**Problem statement:** Can you reproduce every line of the records below verbatim?

-- Supplied material start --

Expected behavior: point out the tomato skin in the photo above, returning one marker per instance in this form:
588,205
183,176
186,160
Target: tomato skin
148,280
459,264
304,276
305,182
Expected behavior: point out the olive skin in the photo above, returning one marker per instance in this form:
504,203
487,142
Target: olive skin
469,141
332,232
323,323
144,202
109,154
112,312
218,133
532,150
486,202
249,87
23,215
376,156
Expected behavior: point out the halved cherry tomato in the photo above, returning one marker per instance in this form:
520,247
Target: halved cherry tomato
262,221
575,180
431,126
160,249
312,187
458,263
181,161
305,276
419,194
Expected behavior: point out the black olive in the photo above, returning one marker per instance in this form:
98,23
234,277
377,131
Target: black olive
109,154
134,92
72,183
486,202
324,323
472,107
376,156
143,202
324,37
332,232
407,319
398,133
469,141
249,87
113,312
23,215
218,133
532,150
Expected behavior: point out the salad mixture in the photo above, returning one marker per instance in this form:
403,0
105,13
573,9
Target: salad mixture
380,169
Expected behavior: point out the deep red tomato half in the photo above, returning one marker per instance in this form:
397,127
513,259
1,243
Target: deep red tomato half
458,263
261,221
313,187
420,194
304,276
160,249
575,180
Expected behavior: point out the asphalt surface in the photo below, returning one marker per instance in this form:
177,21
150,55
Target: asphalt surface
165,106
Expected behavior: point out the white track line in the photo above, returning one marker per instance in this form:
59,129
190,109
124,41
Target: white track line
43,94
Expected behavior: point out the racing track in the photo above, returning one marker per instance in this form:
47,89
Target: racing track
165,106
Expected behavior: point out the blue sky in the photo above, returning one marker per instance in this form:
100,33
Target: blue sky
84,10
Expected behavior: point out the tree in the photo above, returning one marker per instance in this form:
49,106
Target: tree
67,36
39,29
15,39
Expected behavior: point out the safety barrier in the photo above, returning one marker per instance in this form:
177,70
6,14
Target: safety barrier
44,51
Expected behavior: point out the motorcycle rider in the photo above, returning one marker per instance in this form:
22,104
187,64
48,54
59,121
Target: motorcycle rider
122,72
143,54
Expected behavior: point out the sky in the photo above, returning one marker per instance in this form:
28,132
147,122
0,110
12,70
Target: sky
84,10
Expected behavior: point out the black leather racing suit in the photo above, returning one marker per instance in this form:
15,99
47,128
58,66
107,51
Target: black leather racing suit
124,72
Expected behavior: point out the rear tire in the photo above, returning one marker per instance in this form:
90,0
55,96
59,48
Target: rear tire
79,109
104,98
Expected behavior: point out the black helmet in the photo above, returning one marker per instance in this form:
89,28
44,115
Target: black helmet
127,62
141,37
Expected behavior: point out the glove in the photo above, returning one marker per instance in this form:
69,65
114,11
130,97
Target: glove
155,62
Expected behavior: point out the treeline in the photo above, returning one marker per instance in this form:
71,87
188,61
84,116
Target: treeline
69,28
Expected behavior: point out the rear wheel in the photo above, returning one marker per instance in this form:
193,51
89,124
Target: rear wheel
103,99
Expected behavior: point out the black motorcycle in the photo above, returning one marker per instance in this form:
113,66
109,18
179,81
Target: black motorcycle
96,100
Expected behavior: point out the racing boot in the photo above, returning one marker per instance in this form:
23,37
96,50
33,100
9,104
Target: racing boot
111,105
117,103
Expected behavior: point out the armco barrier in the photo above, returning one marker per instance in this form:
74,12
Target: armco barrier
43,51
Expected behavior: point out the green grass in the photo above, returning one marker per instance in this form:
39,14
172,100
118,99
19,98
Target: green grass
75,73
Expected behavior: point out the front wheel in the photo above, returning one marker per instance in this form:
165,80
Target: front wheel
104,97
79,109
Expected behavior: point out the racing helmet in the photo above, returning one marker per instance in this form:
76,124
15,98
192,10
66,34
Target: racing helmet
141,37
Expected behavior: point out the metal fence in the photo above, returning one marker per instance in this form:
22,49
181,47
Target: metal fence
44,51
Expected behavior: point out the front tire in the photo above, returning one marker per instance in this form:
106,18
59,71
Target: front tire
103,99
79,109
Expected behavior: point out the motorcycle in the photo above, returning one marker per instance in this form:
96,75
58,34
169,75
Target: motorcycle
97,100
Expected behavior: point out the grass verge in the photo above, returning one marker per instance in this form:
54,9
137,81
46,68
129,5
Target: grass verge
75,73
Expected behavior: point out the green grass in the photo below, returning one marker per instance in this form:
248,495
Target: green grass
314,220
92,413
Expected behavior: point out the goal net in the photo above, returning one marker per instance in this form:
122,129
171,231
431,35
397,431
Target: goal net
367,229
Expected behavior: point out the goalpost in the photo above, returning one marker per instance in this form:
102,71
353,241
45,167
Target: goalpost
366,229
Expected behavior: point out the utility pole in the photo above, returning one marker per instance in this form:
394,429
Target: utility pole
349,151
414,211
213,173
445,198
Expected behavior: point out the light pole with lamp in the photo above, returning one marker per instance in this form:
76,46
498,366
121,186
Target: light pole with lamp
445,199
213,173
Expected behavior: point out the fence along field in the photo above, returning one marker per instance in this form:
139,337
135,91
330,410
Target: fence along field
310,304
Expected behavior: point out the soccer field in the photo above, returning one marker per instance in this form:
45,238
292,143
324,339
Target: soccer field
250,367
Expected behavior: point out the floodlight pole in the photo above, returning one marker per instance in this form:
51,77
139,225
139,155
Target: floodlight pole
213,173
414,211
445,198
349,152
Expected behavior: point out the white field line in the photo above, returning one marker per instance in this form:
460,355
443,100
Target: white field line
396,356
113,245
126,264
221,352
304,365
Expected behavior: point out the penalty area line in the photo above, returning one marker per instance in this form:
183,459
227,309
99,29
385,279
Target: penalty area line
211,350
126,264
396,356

-- Supplied material end --

**Problem solution:**
Expected behavior: point out the tomato skin in the photo above, returning one marker per instance in this form:
588,205
183,176
186,160
Target: tomato skin
148,280
459,264
304,276
305,182
Expected behavior: point out the olive skin in the photo above, returning one marker per instance in this form:
504,203
487,142
Target: olive skin
469,141
332,232
323,323
144,202
109,154
112,312
218,133
532,150
486,202
249,87
23,215
376,156
Expected behavior: point out the halved cherry tomato in the photo above, returning one marker per instance in this form:
520,247
Target: halved cherry tomato
262,221
575,180
431,126
160,249
312,187
458,263
181,161
305,276
419,194
Expected behavior: point out the black olive in the photo above, returning one marker per instance in this form:
98,23
234,277
377,131
Target: black olive
109,154
134,92
72,183
486,202
324,323
472,107
376,156
143,202
324,37
332,232
407,319
398,133
469,141
249,87
113,312
23,215
218,133
532,150
Expected behavior: point out the salad mixture in the photo above, returning one marker per instance in this form:
403,0
105,13
573,9
Target: salad mixture
380,169
Expected behavior: point out the deep red tomato half in the photo above, returning one marker per instance in this form:
397,127
513,259
1,243
Target: deep red tomato half
458,263
261,221
313,187
420,194
304,276
160,249
575,180
Expected behavior: point out the asphalt surface in the photo below, returning one marker per instance in this form:
177,21
150,55
Target: asphalt surface
165,106
Expected behavior: point out the white track line in the photo above, returning one marker per instance in this form:
59,129
190,109
124,41
Target: white track line
43,94
Expected behavior: point out the racing track in the photo above, returning one marker per instance in this form:
47,89
Target: racing track
165,106
Expected behavior: point out the blue sky in the photo above, returning one marker per instance in this form:
100,33
Target: blue sky
84,10
Expected behavior: point out the tree in the photo above, returning one marker per instance in this form:
49,106
Target: tree
67,36
39,29
15,39
Expected behavior: point out the safety barrier in the photo above, returning one marker per instance in this form:
177,70
6,14
Target: safety barrier
44,51
Expected behavior: point out the motorcycle rider in the photo above, returning one marker per instance in this form:
22,104
187,64
48,54
59,121
Target: motorcycle rider
122,72
143,54
Expected behavior: point out the sky in the photo above, returning one marker per instance in this form:
28,132
147,122
0,110
12,70
Target: sky
84,10
Expected behavior: point out the black leather racing suit in the photo above, returning one marker per instance in this form:
15,99
47,128
58,66
107,51
Target: black leather racing suit
124,72
Expected behavior: point out the rear tire in the photo above, returning one marker per instance in this form:
90,0
55,96
59,48
Target: rear tire
79,109
104,98
Expected behavior: point out the black helmet in the photo above, returning one marker per instance in this form:
89,28
44,115
Target: black helmet
127,62
141,37
Expected behavior: point out the glove in the photo above, returning one marker per instance in this form:
69,65
114,11
130,97
Target: glove
155,62
Expected behavior: point out the treeline in the photo above, returning one marker per instance in this form:
71,87
188,61
84,116
Target: treeline
69,28
Expected behavior: point out the rear wheel in the photo above, returning one marker per instance in this form:
193,51
89,124
Target: rear wheel
103,99
Expected behavior: point out the black motorcycle in the photo above, returning one marker per instance in this form:
113,66
109,18
179,81
Target: black motorcycle
96,100
Expected behavior: point out the racing boot in the photo above, returning one marker per instance in this form:
23,37
96,50
33,100
9,104
Target: racing boot
111,105
117,103
Expected behavior: point out the armco barrier in the photo above, returning one marker per instance in this form:
74,12
Target: armco barrier
43,51
Expected behavior: point out the green grass in the photo above, returning one marker per instance in this form:
39,14
172,100
118,99
19,98
Target: green grass
75,73
Expected behavior: point out the front wheel in the photo above, returning one marker per instance in this form:
165,80
Target: front wheel
104,97
79,109
Expected behavior: point out the racing helmet in the photo above, returning one marker per instance in this form:
76,124
15,98
192,10
66,34
Target: racing helmet
141,37
Expected behavior: point out the metal fence in the photo above, returning one marker per instance in this form:
22,49
181,47
Target: metal fence
44,51
Expected behavior: point out the front tire in the photo above, returning one marker per instance in this form:
106,18
59,71
Target: front tire
103,99
79,109
Expected behavior: point out the motorcycle in the photo above, returning one marker per instance in this form:
96,75
58,34
169,75
Target: motorcycle
97,100
Expected behavior: point out the grass verge in the photo above, returning one marker per instance in this form:
54,9
137,81
46,68
129,5
Target: grass verge
75,73
Expected behavior: point out the green grass in the photo below, returning one marker per instance in this form:
248,495
Target: green grass
314,220
92,413
Expected behavior: point out the goal net in the photo above, returning one marker per instance in this form:
122,129
171,231
431,35
397,431
Target: goal net
367,229
Expected behavior: point out the goalpost in the photo above, returning one marker per instance in this form:
102,71
353,241
45,167
Target: goalpost
366,229
Expected behavior: point out the utility pole in the photo above, returning one marker per instance in this form:
394,429
Target: utility pole
349,151
414,211
213,173
445,198
Expected behavior: point out the light pole with lamp in the photo above, returning one marker per instance in this form:
76,46
498,366
121,186
Target: light pole with lamp
445,199
213,173
Expected behavior: point out the fence along field in the photo above, returning one marker per instance in this form:
139,337
135,91
330,410
Target: fence along field
310,304
Expected behavior: point out the soccer field in the photo above, returning one marker per instance in this form:
45,238
292,143
324,339
Target: soccer field
250,367
Expected behavior: point out the floodlight pole in the photo above, returning one marker per instance in this form:
51,77
139,225
139,155
Target: floodlight pole
213,173
414,211
445,198
349,152
Expected behavior: point out the white field line in the photo above, returning one marker per instance in this form:
460,355
443,100
Target: white field line
396,356
113,245
126,264
221,352
304,365
Expected behavior: point out the penalty area line in the photo above, returning one marker per instance in this form:
183,459
227,309
99,29
385,279
Target: penalty area line
211,350
126,264
396,356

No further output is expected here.